(Data records)

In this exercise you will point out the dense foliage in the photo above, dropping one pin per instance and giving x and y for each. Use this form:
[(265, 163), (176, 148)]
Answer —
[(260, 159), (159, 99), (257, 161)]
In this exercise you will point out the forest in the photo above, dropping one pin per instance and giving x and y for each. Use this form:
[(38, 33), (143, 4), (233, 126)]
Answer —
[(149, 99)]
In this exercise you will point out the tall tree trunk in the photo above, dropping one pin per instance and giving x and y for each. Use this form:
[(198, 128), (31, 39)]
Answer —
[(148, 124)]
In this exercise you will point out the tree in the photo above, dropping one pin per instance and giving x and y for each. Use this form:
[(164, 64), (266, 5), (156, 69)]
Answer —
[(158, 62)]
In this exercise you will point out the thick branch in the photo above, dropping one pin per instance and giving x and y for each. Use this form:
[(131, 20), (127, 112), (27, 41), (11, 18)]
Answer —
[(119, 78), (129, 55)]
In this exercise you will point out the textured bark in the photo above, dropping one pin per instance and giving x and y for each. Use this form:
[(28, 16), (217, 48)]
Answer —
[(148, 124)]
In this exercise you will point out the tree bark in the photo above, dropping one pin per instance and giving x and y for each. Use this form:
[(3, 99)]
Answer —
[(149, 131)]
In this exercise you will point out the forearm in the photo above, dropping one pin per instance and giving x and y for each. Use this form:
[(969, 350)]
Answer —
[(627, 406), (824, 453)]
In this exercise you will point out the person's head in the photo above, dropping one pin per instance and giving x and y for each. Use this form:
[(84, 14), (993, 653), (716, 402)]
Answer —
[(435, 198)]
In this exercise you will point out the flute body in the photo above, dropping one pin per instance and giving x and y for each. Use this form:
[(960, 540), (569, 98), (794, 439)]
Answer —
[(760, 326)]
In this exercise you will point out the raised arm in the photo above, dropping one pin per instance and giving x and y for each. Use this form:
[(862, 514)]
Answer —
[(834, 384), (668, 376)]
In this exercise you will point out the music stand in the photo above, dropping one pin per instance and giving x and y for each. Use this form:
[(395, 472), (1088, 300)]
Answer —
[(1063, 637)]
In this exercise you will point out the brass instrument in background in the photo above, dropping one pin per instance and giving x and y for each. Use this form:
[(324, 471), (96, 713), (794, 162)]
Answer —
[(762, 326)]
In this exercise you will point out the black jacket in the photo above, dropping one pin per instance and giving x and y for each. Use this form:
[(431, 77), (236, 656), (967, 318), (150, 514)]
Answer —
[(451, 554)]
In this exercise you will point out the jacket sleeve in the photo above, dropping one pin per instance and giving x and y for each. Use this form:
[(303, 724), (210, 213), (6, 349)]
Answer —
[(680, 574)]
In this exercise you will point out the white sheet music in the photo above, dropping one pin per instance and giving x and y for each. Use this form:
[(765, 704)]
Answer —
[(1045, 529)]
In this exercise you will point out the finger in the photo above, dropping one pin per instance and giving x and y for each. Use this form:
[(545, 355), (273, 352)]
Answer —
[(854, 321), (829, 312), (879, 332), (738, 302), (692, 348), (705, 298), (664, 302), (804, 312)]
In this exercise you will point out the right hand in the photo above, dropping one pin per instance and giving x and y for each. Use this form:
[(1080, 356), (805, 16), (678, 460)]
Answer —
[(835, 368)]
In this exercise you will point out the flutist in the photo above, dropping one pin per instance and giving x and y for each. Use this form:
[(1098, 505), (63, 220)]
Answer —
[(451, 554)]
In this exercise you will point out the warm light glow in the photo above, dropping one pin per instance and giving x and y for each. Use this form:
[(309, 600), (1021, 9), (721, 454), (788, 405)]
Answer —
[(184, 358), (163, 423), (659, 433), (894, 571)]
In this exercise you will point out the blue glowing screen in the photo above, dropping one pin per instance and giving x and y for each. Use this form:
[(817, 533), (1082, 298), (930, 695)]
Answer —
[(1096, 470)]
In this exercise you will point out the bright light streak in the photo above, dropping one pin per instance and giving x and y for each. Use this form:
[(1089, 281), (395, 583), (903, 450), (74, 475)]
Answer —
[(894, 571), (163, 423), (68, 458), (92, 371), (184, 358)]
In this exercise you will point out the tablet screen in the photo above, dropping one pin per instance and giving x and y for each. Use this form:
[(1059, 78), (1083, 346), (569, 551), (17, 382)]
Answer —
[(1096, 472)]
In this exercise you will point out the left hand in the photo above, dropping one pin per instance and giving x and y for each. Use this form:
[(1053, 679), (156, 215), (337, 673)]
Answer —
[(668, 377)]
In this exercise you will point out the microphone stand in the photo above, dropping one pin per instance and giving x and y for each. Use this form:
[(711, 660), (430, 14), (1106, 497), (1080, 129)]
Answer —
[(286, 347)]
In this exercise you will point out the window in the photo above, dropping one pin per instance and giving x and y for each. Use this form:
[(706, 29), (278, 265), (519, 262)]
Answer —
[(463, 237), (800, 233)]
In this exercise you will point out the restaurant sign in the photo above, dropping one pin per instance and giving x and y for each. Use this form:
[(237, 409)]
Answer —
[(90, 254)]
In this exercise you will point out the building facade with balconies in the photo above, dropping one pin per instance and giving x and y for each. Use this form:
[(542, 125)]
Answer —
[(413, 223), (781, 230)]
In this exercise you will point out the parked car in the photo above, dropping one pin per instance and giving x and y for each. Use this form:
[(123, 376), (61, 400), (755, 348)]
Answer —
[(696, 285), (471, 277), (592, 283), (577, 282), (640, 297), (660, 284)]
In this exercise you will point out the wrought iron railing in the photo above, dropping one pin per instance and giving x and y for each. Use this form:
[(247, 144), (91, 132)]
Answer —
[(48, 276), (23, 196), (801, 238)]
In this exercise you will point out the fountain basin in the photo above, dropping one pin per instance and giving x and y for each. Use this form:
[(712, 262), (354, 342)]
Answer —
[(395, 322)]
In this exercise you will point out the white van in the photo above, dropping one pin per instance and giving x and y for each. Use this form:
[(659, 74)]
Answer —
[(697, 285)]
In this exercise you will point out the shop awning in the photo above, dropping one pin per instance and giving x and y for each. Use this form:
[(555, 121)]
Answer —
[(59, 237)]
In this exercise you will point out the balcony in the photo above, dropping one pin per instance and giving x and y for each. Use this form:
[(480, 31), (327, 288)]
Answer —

Exercise aim:
Give the records again, unchanged and complete.

Solution:
In this exercise you will point out the dense foliage in the photo above, dropping one pin per instance and giving x and y for each. Use this form:
[(265, 163), (176, 148)]
Answer —
[(260, 159), (159, 99), (257, 161)]
In this exercise you will point out the forest in the photo above, dropping one pin per instance and giving x and y for each. Use this form:
[(38, 33), (143, 4), (233, 126)]
Answer —
[(149, 99)]
In this exercise you will point out the tall tree trunk in the photo above, dropping one pin per instance and giving x and y for each. Use this form:
[(198, 128), (31, 39)]
Answer —
[(148, 124)]
In this exercise you will point out the tree in the photo above, dropping one pin per instance and giving x and y for each. Use this form:
[(164, 64), (266, 5), (156, 69)]
Answer —
[(158, 62)]
In this exercise you will point out the thick branch in the photo above, dropping one pin per instance and giving x and y for each. Use this form:
[(131, 20), (127, 112), (27, 41), (11, 18)]
Answer —
[(119, 78), (129, 55)]
In this exercise you will point out the textured bark in the photo above, dropping one pin per instance and giving x and y for each. Use this form:
[(28, 16), (217, 48)]
Answer —
[(148, 124)]
In this exercise you will point out the tree bark in the photo above, dropping one pin per instance and giving x and y for each. Use this form:
[(3, 99)]
Answer —
[(149, 131)]
In this exercise you will point out the forearm in the photo above, dropping one pin per instance and giving x and y for each. Use this form:
[(969, 350)]
Answer —
[(627, 406), (824, 453)]
In this exercise you will point out the person's head in the photo above, dropping one pin per instance and giving x and y for each. Use this form:
[(84, 14), (993, 653), (716, 402)]
Answer —
[(435, 198)]
In this exercise you will point out the flute body in the photo above, dropping one pin per instance and giving x and y for each. Use this form:
[(960, 540), (569, 98), (794, 439)]
Answer —
[(760, 326)]
In this exercise you will point out the raised arm in the photo above, dropping one pin per instance and giving x and y for each. Use this form:
[(862, 514)]
Answer —
[(834, 384), (668, 376)]
In this exercise you will point out the music stand in the photo above, dropping one pin per instance and giving x and y for each. Use this form:
[(395, 472), (1088, 300)]
Answer —
[(1063, 637)]
In this exercise you will point out the brass instrument in background in the photo above, dropping one pin per instance and giving x and y for each. Use this form:
[(324, 471), (96, 713), (794, 162)]
Answer —
[(762, 326)]
In this exercise you will point out the black jacket in the photo above, dropping one pin per instance and giving x and y for each. Use this form:
[(431, 77), (236, 656), (967, 318), (150, 514)]
Answer —
[(451, 554)]
In this exercise you will point out the jacket sleeve in the photo above, dropping one pin per instance and giving x and y for each. Use this form:
[(303, 724), (210, 213), (6, 349)]
Answer —
[(680, 574)]
In this exercise you will point out the white sheet music in the photo above, dropping one pin per instance and giving x and y for each. Use this form:
[(765, 704)]
Answer —
[(1045, 529)]
In this exercise you will point out the finger in the photo above, dropping one pin per instance and giving x and y for each. Use this form:
[(545, 355), (273, 352)]
Answer —
[(854, 321), (829, 312), (879, 332), (738, 302), (692, 348), (705, 298), (664, 302), (804, 312)]
In this exercise you will point out the right hand in the photo above, dropping one pin per instance and giving x and y for each. Use this form:
[(1080, 356), (805, 16), (678, 460)]
Answer —
[(835, 368)]
In this exercise you will point out the flutist in the photo above, dropping one pin per instance and giving x and y for each. Use this form:
[(1098, 505), (63, 220)]
Answer —
[(451, 554)]
In this exercise you will point out the warm light glow in the photo above, dropping one pin per instance and giving x and y for each. Use this form:
[(309, 600), (1021, 9), (721, 454), (788, 405)]
Answer —
[(184, 358), (163, 423), (659, 433), (894, 571)]
In this exercise you will point out the blue glowing screen in the photo above, dropping one pin per instance and giving x and y for each. Use this form:
[(817, 533), (1082, 298), (930, 695)]
Answer —
[(1096, 470)]
In this exercise you will point out the bright light streak in the photo above, dropping one pin per instance and giving x and y for each. Use this form:
[(1089, 281), (395, 583), (903, 450), (74, 475)]
Answer —
[(894, 571), (163, 423), (68, 458), (92, 371), (184, 358)]
In this exercise you will point out the tablet screen in the photo above, dropping one pin per instance and giving x and y for each. Use this form:
[(1059, 78), (1083, 346), (569, 551), (17, 382)]
Answer —
[(1096, 472)]
In this exercise you will point out the left hand in the photo above, dropping one pin per instance and giving x and y for each. Use this form:
[(1053, 679), (156, 215), (337, 673)]
Answer —
[(668, 377)]
In this exercise you will point out the microphone stand in the photo above, dropping one pin per instance and giving x and y for each. Use this form:
[(711, 660), (430, 14), (1106, 497), (1080, 129)]
Answer —
[(286, 347)]
In this exercise you will point out the window in the photo above, dropping one pin per instance and giving x and y for each. Use this form:
[(706, 29), (278, 265), (519, 262)]
Answer —
[(463, 237), (800, 233)]
In this exercise you will point out the restaurant sign in the photo above, dropping one pin per instance and giving x and y for each. Use this form:
[(237, 409)]
Answer —
[(90, 254)]
In this exercise you will point out the building facade with balconies in the photo above, dropping one pin per instance and giving x and y for each. Use this form:
[(542, 125)]
Answer —
[(413, 223), (781, 230)]
In this exercise you will point out the parked car in the photo above, dropping one pin per instance and giving x and y for each. Use this form:
[(123, 376), (61, 400), (755, 348)]
Answer —
[(696, 285), (471, 277), (592, 283), (577, 282), (640, 297), (660, 284)]
In this exercise you will point out the wrought iron railing in the photo above, dropping one pin per instance and giving x and y for each. Use this form:
[(247, 144), (91, 132)]
Answer —
[(48, 276), (23, 196), (801, 238)]
In this exercise you will point out the fountain basin in the photo above, dropping one pin per instance and giving x and y for each. Use this form:
[(712, 262), (354, 342)]
Answer —
[(395, 322)]
In this exercise you will point out the white van in the photo above, dropping one pin per instance and giving x and y for each. Use this form:
[(659, 74)]
Answer —
[(697, 285)]
In this exercise you will point out the shop awning in the photo above, dropping one pin per instance and giving x and y for each. Use this form:
[(555, 121)]
Answer —
[(59, 237)]
In this exercise you will point out the balcony in the photo above, dropping one pin per instance and giving x and y for each. Use this form:
[(480, 31), (327, 288)]
Answer —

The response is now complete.